> [Set exercise] From the lines below, pull out each one that contains the word "dark", treating uppercase and lowercase letters as different.
-- start of Records --
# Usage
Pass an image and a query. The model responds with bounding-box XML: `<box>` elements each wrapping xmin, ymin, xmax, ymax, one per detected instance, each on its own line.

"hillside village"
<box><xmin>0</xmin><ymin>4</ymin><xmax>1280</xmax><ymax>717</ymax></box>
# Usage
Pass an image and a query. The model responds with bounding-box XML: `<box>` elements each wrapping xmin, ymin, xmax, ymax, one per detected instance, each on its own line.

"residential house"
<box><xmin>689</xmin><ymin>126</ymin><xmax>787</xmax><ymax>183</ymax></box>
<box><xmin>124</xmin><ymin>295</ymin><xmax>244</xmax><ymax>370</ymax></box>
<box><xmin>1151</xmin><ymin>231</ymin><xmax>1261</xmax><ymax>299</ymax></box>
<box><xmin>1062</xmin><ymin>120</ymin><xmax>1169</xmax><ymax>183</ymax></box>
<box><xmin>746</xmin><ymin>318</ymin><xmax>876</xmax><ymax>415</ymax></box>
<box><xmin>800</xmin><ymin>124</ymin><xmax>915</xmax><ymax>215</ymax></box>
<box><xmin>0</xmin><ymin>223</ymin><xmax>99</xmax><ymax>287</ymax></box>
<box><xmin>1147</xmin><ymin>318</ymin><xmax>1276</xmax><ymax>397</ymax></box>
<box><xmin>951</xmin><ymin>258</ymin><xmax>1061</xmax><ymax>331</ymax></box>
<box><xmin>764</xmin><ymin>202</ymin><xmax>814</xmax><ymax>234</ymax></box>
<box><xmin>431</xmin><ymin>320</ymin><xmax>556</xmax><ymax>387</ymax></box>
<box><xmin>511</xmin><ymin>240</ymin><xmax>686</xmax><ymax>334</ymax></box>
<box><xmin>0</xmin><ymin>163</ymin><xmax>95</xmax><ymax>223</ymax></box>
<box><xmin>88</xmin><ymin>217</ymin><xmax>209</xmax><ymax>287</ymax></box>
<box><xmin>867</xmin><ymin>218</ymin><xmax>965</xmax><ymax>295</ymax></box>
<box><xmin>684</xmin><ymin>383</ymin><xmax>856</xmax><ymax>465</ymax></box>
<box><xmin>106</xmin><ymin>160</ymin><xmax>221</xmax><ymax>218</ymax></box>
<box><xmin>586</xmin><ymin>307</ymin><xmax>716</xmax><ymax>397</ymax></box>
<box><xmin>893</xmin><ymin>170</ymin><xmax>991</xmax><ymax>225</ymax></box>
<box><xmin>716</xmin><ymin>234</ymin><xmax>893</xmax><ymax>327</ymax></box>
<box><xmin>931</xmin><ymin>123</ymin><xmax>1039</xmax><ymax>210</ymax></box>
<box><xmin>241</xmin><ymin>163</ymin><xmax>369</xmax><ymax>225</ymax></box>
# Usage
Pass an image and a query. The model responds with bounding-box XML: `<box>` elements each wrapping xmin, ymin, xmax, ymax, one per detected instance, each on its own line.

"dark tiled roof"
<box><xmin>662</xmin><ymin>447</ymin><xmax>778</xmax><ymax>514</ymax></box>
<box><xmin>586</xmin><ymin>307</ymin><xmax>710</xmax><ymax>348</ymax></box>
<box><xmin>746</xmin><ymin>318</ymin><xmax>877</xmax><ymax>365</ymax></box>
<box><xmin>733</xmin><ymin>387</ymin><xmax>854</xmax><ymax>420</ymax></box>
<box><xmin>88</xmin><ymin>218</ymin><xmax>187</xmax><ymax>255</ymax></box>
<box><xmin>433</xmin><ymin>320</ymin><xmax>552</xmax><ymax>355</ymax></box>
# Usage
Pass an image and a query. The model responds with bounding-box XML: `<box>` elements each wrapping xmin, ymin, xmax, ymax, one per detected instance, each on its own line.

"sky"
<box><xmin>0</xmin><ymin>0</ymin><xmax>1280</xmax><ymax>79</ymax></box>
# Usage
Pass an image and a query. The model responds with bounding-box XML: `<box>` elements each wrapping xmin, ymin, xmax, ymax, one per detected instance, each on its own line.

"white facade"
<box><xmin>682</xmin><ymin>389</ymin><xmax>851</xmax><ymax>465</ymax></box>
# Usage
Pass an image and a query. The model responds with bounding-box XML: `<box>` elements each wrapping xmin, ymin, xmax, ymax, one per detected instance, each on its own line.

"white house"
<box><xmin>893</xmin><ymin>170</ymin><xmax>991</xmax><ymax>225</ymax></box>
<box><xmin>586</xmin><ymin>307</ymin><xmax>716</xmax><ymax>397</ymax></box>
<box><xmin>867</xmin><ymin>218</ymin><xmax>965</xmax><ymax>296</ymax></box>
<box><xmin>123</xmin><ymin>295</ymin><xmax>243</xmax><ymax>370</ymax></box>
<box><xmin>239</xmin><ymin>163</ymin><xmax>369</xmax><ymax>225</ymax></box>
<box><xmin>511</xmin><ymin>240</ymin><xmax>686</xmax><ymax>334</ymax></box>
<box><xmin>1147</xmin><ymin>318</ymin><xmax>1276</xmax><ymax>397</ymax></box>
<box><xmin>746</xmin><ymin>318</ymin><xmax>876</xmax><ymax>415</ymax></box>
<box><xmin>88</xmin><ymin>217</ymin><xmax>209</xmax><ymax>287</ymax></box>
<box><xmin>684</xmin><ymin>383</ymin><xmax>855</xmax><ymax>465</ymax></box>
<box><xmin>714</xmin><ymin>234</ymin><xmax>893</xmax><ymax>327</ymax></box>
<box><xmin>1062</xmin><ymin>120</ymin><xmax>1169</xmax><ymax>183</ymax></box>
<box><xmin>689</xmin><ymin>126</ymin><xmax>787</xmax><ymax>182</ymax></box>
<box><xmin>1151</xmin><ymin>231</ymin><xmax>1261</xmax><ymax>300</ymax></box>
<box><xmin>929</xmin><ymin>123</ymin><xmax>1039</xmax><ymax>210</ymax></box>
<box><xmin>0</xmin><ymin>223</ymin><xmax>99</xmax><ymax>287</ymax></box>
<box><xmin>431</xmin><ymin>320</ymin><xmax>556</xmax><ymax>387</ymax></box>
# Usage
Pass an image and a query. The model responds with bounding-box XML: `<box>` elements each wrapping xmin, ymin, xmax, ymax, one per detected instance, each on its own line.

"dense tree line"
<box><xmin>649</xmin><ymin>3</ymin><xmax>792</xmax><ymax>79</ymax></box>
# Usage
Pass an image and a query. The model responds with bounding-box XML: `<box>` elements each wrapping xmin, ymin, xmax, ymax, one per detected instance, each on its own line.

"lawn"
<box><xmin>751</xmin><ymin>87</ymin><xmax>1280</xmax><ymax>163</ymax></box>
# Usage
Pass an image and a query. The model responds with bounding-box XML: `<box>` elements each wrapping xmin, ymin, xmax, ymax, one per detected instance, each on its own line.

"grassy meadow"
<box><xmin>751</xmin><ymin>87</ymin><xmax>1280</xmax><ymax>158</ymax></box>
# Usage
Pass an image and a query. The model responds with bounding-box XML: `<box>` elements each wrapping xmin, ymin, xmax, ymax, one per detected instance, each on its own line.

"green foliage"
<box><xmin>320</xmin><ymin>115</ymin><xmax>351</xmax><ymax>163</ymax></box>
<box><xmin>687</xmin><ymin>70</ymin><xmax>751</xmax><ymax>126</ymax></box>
-- end of Records --
-- start of Records --
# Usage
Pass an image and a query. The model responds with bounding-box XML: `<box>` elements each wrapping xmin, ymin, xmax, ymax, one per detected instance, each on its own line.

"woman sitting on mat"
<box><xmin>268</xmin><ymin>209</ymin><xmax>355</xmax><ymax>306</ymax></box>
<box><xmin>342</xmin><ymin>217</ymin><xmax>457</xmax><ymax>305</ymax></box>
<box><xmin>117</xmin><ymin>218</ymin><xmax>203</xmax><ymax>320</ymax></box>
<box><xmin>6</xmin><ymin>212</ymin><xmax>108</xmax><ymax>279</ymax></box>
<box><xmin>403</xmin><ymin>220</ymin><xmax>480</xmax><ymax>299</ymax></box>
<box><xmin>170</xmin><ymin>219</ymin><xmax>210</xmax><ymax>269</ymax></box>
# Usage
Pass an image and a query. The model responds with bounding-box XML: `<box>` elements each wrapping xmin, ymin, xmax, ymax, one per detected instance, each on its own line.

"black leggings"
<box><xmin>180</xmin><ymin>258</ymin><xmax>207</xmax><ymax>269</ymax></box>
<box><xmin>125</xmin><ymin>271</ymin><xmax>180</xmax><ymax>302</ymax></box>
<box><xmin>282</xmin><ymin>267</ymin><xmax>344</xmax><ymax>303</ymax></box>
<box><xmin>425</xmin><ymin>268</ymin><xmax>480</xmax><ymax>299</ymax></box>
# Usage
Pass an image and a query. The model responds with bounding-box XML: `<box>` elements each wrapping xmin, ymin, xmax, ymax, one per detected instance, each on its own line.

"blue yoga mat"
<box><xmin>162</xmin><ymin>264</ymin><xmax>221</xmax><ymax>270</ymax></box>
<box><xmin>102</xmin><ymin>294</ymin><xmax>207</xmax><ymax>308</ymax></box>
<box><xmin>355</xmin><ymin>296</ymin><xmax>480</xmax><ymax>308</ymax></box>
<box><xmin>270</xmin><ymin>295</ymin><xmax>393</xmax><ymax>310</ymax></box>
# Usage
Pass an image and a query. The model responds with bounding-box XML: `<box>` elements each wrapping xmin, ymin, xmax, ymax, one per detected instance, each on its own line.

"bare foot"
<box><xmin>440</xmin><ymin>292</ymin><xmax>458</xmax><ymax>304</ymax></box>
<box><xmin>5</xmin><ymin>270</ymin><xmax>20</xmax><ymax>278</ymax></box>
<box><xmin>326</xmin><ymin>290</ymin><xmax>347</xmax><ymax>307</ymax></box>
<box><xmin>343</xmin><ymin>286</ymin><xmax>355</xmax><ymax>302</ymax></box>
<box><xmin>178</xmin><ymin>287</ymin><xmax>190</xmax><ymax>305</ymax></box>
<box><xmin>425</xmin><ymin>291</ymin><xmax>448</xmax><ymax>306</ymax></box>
-- end of Records --
-- start of Records --
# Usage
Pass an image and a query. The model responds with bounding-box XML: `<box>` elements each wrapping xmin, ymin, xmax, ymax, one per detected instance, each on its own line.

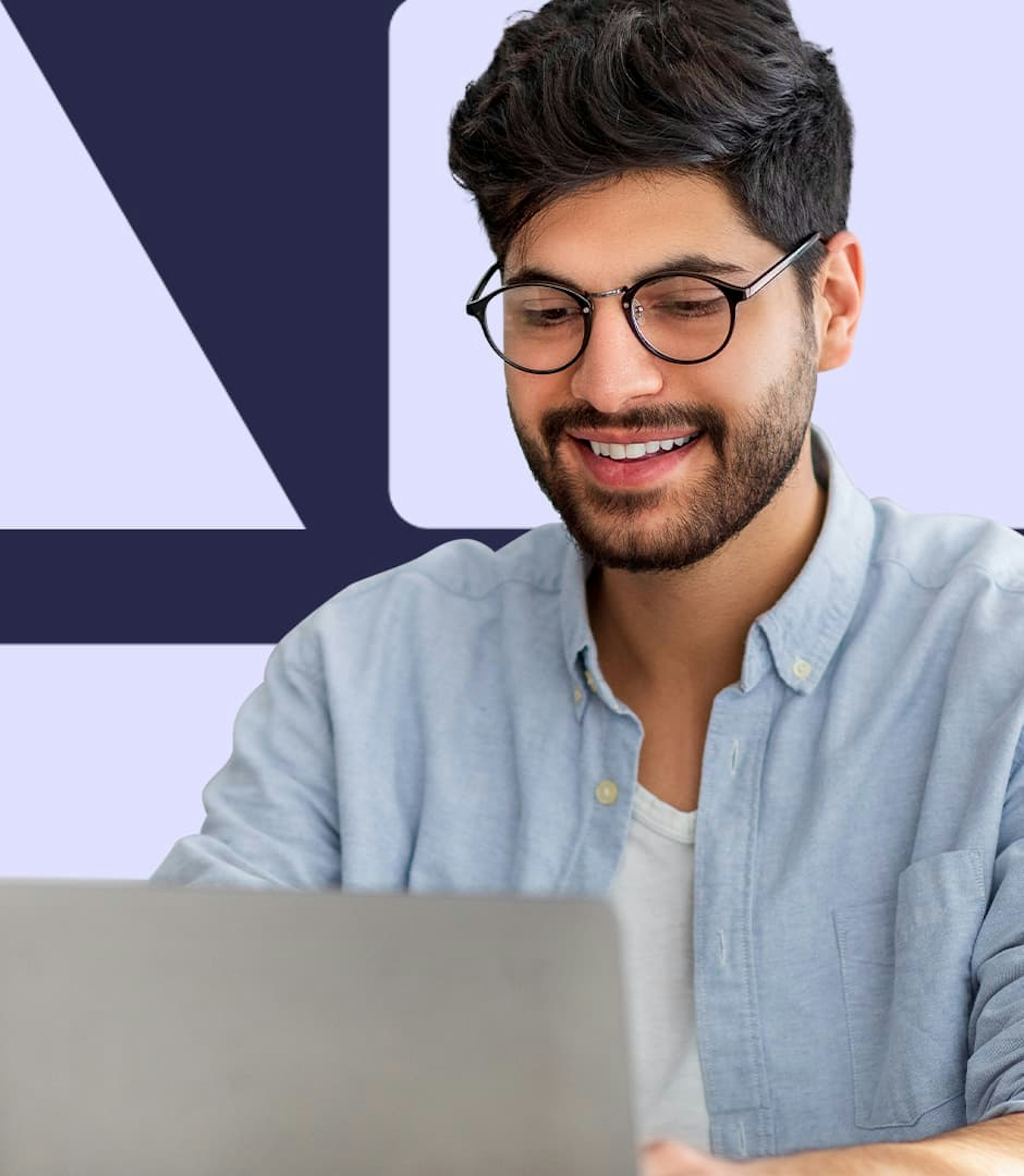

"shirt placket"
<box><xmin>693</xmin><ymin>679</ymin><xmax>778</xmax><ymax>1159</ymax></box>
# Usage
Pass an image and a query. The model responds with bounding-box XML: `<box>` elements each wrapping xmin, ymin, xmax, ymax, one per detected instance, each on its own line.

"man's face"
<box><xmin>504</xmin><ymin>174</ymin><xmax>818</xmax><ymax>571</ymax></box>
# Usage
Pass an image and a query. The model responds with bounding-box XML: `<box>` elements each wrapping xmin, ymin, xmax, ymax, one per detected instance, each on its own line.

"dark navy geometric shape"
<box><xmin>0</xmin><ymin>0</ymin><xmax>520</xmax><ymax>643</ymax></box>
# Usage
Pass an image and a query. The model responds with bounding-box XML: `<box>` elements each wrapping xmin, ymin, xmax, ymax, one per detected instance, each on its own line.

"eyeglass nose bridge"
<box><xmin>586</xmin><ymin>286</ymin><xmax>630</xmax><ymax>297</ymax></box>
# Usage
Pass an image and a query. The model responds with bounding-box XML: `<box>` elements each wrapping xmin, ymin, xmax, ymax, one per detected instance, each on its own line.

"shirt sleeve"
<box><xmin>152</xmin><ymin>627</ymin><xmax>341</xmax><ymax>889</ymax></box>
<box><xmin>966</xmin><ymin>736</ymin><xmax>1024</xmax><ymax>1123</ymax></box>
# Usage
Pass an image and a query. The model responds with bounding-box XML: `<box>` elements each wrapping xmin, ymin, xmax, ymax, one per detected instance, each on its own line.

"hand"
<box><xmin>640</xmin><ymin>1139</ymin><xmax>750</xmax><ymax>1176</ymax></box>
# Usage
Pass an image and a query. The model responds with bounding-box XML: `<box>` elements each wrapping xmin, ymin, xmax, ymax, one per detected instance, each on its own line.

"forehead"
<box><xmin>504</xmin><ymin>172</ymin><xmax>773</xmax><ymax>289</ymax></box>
-- end of Records --
> [Finished answer]
"dark tiled roof"
"dark navy geometric shape"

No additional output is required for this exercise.